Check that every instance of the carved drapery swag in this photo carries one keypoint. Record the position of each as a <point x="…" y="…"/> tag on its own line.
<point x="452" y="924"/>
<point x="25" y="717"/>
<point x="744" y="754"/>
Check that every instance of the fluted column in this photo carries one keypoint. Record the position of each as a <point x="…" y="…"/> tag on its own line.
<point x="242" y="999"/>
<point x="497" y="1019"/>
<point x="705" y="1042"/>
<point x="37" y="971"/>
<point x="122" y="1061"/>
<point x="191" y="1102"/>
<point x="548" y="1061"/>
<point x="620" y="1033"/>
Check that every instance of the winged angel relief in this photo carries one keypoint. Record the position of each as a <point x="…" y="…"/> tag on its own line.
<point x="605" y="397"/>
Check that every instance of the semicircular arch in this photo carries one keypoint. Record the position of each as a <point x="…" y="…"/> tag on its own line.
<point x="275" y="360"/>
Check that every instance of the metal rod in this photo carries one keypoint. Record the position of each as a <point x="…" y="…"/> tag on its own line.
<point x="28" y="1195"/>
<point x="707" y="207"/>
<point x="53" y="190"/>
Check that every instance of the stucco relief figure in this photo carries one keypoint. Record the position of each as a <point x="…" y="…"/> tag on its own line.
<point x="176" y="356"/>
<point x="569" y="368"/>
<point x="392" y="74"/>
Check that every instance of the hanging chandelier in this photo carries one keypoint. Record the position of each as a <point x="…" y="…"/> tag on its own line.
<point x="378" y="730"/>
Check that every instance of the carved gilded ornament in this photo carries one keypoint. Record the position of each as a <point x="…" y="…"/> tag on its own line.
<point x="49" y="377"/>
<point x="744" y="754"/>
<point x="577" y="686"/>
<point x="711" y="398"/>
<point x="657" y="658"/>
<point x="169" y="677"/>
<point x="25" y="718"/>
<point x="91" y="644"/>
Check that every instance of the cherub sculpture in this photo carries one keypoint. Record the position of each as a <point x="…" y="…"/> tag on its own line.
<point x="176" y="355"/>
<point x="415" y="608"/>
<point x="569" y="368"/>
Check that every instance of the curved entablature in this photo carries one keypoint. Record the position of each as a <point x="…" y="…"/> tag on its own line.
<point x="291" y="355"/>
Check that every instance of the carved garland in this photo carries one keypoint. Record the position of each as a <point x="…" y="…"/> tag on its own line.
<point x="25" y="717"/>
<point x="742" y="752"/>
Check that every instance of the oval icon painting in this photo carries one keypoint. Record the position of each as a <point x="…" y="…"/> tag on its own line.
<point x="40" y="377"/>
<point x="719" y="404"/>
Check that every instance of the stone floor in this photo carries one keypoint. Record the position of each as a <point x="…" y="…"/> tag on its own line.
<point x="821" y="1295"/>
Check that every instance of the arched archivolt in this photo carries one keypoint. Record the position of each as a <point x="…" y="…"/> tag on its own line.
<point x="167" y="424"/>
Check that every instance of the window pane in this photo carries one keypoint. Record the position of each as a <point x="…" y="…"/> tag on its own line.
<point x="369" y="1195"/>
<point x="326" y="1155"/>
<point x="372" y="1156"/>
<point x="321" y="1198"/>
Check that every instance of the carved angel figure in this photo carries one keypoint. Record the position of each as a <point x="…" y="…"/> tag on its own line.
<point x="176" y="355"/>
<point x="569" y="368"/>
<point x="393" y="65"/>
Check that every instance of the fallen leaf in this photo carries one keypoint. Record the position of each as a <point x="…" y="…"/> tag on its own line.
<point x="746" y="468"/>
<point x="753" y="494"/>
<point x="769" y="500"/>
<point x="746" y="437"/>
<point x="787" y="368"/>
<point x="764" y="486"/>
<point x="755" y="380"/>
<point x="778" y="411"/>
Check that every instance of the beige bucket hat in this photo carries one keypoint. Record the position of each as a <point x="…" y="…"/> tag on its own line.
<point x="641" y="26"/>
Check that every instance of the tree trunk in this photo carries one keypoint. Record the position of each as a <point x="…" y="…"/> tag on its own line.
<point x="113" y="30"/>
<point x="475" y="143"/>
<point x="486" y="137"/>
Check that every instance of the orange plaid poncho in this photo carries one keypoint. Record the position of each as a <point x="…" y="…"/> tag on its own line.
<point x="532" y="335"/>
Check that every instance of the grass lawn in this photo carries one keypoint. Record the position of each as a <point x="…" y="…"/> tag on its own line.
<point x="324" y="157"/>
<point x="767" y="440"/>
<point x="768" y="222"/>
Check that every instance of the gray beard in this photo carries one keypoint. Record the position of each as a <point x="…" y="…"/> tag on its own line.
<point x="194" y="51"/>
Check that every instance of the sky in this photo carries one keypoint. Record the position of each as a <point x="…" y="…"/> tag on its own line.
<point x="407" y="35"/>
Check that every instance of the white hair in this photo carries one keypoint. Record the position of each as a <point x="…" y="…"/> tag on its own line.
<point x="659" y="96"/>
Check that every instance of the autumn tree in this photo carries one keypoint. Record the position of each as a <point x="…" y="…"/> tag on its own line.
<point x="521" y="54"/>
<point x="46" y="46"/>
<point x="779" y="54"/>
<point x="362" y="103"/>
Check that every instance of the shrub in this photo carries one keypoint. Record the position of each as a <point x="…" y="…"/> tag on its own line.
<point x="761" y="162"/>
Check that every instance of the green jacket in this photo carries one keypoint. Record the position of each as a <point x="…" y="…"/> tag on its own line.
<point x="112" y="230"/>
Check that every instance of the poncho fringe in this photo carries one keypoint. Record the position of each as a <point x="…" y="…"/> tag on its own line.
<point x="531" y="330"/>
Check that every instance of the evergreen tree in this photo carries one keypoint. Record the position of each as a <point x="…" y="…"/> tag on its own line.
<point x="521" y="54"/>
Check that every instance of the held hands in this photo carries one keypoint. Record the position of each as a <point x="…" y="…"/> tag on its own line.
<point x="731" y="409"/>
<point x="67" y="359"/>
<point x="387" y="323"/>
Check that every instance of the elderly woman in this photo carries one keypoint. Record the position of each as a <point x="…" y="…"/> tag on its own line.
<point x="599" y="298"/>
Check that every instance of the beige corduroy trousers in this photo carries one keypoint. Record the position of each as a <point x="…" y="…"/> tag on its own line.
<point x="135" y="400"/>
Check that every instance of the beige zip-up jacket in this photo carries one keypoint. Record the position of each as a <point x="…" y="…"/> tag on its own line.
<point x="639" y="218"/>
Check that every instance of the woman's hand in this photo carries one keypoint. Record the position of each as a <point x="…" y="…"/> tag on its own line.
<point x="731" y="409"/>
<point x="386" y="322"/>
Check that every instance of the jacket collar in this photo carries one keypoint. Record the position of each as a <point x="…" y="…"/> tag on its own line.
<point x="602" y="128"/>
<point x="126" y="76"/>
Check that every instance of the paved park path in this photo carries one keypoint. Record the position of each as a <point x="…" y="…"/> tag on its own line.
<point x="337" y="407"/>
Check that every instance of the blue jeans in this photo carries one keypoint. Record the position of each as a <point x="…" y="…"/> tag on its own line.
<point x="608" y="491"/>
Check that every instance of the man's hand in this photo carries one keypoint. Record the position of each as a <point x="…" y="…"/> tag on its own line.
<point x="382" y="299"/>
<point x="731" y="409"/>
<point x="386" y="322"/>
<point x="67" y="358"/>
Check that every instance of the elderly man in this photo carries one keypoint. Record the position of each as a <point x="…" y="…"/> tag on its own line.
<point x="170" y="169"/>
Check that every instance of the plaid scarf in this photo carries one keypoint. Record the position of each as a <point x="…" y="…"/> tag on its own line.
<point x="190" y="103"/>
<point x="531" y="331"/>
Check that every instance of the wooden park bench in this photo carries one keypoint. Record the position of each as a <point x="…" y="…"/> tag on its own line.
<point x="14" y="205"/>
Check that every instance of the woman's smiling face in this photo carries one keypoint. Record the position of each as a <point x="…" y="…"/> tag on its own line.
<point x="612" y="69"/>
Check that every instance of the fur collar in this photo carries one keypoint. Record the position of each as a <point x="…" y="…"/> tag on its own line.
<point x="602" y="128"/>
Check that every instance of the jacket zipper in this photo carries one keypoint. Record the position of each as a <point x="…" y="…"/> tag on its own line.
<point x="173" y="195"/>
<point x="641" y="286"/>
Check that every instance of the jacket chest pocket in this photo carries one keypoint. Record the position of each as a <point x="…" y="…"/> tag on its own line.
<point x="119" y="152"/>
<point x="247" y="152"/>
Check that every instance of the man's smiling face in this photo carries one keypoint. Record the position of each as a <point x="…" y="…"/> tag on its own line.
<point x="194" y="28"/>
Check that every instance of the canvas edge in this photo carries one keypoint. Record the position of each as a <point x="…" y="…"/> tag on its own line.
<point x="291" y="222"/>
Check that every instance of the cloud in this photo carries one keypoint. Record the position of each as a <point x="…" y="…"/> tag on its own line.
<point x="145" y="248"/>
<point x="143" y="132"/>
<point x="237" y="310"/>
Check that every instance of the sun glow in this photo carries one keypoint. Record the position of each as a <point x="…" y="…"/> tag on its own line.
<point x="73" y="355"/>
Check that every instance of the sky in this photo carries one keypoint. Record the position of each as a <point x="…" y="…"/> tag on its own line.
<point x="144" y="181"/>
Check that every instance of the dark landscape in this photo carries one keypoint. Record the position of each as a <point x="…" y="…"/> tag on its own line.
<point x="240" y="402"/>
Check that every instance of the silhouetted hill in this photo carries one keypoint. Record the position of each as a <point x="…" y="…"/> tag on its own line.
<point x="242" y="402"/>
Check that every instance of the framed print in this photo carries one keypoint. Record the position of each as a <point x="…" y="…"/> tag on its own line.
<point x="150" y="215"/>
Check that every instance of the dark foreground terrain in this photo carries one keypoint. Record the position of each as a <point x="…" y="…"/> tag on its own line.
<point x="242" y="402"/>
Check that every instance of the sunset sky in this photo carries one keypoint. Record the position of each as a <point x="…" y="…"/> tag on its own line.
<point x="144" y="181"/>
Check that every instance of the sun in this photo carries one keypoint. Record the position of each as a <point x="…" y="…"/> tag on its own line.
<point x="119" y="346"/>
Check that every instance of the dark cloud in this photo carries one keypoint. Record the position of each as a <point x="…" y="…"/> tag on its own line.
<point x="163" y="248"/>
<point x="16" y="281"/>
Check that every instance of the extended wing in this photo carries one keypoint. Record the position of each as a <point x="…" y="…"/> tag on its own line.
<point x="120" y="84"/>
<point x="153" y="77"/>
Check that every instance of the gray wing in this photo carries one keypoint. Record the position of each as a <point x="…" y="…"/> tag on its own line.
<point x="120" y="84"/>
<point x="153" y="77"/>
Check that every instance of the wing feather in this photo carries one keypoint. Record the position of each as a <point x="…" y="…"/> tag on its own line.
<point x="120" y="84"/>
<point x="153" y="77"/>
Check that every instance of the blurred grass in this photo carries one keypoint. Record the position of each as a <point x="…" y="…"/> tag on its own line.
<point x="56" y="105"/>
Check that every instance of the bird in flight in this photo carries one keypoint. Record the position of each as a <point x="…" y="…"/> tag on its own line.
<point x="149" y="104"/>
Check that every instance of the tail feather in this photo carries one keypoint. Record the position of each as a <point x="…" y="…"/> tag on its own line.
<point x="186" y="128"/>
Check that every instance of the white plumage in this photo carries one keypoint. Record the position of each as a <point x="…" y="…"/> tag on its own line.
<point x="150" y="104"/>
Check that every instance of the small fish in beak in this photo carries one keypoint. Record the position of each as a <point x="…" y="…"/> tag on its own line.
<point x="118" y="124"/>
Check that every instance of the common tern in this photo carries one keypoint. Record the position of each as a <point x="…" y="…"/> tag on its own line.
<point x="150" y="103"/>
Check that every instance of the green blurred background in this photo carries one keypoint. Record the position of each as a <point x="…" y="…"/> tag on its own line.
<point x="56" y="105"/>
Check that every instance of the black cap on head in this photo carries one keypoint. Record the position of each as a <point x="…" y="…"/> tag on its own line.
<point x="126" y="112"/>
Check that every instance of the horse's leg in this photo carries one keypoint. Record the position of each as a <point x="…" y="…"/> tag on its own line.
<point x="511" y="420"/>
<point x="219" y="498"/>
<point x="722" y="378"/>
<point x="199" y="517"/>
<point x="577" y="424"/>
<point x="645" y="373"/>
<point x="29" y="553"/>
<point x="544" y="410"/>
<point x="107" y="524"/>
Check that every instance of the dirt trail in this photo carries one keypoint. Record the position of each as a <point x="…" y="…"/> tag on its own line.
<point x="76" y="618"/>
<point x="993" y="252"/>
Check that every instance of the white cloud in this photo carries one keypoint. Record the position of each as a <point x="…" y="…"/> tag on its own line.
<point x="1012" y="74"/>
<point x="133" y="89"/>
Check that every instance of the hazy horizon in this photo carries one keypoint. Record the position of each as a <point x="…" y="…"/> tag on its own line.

• _Stated task_:
Rescale the lines from the one containing "Check that every instance of the horse's" through the last line, reproducing every request unchanged and multiplying each point coordinate by 1.75, rounded to the nearest whole number with halves rounded up.

• _The result_:
Check that every instance of the horse's leg in this photo carries one keypoint. Record the position of each as a <point x="…" y="…"/> tag on its own line.
<point x="894" y="735"/>
<point x="383" y="872"/>
<point x="1264" y="662"/>
<point x="348" y="905"/>
<point x="1010" y="742"/>
<point x="1129" y="653"/>
<point x="51" y="968"/>
<point x="952" y="718"/>
<point x="187" y="917"/>
Check that every instance of the dirt trail in this photo carries one keypoint. Record the position of each as a <point x="…" y="…"/> tag on its own line.
<point x="133" y="1082"/>
<point x="1738" y="441"/>
Check that every instance of the white cloud in this photo carries one keypoint. Record the position of each as a <point x="…" y="…"/> tag on its own line.
<point x="1771" y="130"/>
<point x="233" y="156"/>
Check that every instance of the hazy horizon in this photo carries one keypoint. Record the position of each as a <point x="…" y="…"/> tag on its own line.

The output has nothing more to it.